§ **SET TASK**
Recast every line of the records from the one containing "get_box(hanging wire)" through the last line, both included, as a Markdown table with the columns Row and Line. Number each line in Row, and leave out any blank lines.

§ **THE INPUT**
+ + +
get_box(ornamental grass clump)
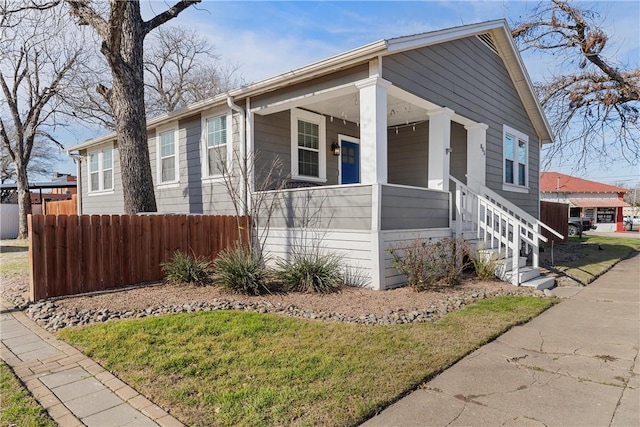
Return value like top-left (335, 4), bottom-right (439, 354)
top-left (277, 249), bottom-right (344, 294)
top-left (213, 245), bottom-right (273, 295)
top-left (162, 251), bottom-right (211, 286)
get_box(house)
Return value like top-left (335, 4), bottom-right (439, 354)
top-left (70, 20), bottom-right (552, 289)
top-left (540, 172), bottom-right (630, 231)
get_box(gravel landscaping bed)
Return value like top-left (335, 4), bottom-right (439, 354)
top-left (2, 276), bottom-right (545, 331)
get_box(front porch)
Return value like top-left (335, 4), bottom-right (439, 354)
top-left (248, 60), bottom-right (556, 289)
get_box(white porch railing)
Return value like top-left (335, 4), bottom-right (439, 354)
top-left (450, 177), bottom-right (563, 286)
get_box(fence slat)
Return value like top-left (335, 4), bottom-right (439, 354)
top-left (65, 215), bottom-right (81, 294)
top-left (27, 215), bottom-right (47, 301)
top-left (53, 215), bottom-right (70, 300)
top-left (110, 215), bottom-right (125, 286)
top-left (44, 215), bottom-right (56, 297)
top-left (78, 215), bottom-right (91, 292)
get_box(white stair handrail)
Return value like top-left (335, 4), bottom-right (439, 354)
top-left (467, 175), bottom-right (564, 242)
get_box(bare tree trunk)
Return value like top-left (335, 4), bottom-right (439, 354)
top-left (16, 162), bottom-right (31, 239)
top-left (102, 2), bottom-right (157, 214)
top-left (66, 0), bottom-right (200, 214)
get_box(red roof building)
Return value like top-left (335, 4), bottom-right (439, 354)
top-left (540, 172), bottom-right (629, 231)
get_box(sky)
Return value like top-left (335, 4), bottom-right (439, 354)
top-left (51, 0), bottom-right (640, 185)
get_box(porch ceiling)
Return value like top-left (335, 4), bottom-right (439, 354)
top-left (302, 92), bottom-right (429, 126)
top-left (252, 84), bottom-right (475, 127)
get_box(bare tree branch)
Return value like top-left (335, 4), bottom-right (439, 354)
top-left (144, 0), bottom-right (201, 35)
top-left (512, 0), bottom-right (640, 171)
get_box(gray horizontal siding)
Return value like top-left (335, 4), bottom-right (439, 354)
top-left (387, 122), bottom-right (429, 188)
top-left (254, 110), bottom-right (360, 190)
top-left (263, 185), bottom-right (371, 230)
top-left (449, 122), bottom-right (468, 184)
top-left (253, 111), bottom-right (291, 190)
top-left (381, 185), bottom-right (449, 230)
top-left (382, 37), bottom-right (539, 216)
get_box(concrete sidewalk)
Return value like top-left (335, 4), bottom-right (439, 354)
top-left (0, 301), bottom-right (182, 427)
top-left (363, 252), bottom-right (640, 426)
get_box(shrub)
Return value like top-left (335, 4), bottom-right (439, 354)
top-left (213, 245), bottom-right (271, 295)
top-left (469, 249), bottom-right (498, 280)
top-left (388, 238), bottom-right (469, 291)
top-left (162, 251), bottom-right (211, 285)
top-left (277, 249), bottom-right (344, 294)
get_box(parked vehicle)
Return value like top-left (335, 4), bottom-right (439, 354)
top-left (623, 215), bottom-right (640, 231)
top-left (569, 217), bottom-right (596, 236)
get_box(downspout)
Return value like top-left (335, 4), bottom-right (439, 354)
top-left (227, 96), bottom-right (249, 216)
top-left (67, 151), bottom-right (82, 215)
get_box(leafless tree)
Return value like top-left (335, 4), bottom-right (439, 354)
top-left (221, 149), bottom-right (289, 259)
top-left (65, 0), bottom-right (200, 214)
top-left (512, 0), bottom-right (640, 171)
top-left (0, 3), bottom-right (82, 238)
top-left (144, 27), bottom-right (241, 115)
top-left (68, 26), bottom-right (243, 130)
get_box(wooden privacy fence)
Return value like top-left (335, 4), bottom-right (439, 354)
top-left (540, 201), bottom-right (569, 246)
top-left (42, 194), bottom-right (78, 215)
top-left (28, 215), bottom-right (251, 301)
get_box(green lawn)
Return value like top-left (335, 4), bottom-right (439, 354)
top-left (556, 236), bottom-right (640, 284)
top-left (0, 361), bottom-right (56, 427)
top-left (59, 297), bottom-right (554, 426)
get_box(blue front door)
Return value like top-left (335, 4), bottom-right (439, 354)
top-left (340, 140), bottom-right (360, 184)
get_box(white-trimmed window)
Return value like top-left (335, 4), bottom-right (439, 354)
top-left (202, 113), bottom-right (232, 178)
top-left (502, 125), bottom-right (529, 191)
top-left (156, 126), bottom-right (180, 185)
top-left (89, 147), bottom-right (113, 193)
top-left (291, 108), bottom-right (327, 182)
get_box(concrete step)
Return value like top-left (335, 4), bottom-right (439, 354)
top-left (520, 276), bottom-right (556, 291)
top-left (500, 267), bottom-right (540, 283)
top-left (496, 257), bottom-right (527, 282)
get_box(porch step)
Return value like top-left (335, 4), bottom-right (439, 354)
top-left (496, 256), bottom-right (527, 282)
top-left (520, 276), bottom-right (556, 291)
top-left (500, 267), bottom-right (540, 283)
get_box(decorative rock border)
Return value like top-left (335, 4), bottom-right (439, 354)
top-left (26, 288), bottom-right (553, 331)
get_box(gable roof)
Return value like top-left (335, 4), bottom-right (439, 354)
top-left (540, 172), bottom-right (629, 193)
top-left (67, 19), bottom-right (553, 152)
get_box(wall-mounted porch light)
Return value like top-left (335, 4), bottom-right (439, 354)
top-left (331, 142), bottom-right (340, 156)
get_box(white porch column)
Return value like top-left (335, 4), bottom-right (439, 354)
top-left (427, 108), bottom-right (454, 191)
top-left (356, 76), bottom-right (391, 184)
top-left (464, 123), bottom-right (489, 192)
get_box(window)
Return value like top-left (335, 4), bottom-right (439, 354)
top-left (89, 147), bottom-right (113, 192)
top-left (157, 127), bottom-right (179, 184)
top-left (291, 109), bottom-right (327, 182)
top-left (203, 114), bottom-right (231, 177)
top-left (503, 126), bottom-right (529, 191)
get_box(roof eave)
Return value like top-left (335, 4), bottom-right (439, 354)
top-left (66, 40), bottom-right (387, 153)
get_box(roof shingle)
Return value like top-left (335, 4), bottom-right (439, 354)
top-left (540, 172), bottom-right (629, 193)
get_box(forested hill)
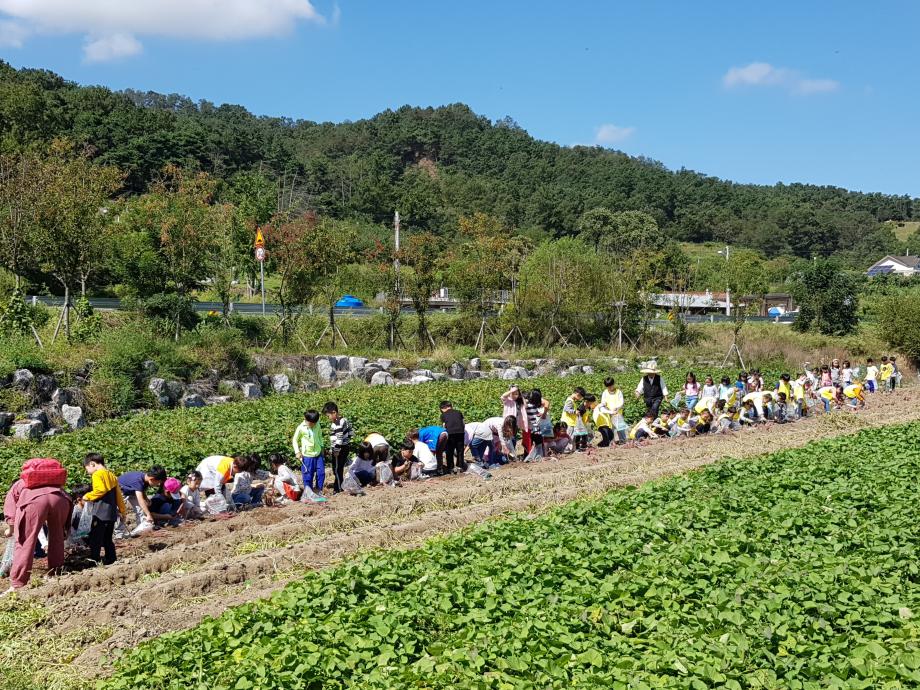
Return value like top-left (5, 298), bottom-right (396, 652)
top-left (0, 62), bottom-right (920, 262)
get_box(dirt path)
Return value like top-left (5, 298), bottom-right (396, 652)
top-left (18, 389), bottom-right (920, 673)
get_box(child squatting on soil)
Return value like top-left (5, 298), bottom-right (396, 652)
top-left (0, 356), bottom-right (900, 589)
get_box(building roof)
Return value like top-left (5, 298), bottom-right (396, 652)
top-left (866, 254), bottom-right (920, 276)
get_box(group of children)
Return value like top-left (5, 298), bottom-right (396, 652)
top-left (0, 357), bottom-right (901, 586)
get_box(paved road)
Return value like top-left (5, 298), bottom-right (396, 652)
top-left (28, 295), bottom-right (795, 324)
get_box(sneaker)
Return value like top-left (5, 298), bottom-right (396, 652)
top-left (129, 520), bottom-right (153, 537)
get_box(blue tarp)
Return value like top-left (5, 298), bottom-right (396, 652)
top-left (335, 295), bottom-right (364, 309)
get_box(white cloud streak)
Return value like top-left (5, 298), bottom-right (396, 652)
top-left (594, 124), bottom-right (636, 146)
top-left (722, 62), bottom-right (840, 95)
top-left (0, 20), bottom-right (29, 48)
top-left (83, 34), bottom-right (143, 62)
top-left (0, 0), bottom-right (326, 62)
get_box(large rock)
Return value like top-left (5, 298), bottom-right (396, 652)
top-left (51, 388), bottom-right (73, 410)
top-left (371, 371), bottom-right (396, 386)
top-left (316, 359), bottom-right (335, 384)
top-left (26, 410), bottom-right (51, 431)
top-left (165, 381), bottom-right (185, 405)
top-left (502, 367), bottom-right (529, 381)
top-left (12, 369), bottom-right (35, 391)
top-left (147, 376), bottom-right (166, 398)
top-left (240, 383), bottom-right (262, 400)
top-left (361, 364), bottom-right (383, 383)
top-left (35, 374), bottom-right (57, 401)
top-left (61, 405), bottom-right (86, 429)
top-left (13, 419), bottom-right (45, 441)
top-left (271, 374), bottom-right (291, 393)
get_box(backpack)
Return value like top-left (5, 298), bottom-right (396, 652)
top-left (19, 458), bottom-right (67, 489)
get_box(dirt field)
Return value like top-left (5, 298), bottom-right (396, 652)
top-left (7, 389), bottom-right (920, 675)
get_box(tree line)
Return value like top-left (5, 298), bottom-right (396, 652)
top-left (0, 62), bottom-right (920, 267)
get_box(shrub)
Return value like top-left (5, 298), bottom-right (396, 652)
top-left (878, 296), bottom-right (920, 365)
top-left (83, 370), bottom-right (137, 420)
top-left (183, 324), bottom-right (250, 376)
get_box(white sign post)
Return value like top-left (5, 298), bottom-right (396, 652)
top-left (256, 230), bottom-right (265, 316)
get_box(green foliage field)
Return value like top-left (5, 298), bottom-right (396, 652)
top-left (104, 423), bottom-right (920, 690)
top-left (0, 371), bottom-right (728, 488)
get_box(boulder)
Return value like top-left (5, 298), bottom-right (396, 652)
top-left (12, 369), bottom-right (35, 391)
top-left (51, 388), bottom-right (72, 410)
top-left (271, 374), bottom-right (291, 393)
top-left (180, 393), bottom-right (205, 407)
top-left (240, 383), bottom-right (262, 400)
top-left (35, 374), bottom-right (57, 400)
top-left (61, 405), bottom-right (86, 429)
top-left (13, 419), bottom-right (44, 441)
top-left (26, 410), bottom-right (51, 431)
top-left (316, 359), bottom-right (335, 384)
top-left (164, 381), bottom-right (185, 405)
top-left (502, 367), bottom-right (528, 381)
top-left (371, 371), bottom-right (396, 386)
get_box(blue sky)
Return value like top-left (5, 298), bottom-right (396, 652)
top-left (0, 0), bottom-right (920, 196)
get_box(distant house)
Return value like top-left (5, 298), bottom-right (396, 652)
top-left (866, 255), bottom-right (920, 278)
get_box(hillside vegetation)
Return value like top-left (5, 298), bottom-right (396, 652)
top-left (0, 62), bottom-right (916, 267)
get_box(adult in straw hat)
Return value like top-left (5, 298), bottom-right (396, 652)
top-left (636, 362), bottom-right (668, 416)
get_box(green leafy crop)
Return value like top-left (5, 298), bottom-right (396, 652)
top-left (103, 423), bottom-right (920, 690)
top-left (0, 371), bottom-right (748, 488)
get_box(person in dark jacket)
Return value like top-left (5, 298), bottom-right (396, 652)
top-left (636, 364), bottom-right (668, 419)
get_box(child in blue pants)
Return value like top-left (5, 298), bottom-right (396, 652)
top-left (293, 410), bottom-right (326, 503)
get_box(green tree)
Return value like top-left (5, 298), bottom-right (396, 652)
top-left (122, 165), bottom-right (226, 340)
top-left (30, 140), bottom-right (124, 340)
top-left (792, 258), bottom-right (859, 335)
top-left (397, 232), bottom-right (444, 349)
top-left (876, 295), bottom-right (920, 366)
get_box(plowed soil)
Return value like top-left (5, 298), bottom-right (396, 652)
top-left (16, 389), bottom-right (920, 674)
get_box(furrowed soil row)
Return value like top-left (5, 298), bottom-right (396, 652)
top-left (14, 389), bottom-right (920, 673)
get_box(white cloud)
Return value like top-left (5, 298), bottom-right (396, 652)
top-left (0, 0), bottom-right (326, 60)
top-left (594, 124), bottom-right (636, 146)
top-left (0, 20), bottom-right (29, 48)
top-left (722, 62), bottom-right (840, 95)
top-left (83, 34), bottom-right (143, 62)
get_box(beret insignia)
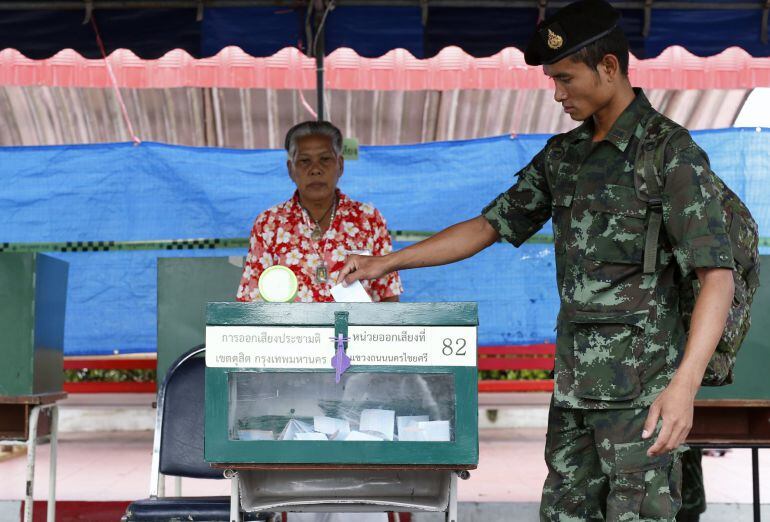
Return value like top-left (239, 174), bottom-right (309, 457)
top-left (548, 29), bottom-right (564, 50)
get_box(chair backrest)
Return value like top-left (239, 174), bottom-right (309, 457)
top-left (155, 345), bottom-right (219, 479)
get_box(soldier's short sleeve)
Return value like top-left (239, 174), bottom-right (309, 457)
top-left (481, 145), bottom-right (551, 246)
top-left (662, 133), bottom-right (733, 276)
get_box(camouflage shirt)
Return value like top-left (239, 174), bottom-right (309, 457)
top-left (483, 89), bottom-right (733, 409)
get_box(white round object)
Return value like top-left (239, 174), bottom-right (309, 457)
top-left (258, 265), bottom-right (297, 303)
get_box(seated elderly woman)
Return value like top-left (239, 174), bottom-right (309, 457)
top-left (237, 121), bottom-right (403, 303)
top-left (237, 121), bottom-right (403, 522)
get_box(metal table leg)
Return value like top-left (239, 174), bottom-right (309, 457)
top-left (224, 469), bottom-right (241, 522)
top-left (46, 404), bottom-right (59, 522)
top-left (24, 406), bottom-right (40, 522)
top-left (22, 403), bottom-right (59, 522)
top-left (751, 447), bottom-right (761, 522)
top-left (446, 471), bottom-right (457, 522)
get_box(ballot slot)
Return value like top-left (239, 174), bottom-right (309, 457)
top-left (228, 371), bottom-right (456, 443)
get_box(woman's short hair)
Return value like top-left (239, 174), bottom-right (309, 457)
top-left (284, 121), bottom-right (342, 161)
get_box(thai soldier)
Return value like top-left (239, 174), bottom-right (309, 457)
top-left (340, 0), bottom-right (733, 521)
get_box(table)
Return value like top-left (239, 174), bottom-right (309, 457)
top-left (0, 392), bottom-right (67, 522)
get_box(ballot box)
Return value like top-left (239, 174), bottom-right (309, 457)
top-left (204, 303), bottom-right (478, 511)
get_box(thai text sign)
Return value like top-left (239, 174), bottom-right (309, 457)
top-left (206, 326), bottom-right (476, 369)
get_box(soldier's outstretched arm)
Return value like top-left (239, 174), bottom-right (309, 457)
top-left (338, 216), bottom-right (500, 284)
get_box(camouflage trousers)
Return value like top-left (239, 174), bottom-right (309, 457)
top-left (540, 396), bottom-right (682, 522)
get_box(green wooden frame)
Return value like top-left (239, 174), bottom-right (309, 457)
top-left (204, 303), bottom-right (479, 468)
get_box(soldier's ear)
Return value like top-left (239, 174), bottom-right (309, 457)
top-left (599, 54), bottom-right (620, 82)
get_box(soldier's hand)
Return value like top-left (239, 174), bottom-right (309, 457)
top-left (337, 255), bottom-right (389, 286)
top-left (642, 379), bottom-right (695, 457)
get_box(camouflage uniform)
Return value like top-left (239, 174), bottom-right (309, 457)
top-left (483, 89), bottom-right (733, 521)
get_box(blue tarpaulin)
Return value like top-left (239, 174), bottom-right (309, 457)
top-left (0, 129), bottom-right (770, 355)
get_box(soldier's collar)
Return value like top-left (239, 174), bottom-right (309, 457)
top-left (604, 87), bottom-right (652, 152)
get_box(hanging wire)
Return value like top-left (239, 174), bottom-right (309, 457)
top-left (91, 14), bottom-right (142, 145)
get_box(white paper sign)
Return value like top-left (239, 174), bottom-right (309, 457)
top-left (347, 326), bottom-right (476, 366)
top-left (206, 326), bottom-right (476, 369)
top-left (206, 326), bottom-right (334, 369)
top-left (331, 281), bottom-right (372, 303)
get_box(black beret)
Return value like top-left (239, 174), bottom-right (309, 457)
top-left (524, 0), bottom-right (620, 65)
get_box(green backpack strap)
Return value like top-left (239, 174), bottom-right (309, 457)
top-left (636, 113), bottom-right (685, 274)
+ + +
§ **RESPONSE TO THIS TASK**
| Row | Line |
|---|---|
| 1 | get_box(hanging wire) |
| 2 | Return value like top-left (239, 174), bottom-right (309, 457) |
| 3 | top-left (91, 14), bottom-right (142, 145) |
| 4 | get_box(white paper sign) |
| 5 | Return value like top-left (239, 174), bottom-right (309, 457) |
| 6 | top-left (347, 326), bottom-right (476, 366) |
| 7 | top-left (206, 326), bottom-right (476, 369) |
| 8 | top-left (206, 326), bottom-right (334, 369) |
| 9 | top-left (331, 281), bottom-right (372, 303) |
| 10 | get_box(black beret) |
| 11 | Return value like top-left (239, 174), bottom-right (309, 457) |
| 12 | top-left (524, 0), bottom-right (620, 65) |
| 13 | get_box(green backpack strap) |
| 14 | Return value like top-left (239, 174), bottom-right (309, 457) |
| 15 | top-left (636, 113), bottom-right (685, 274) |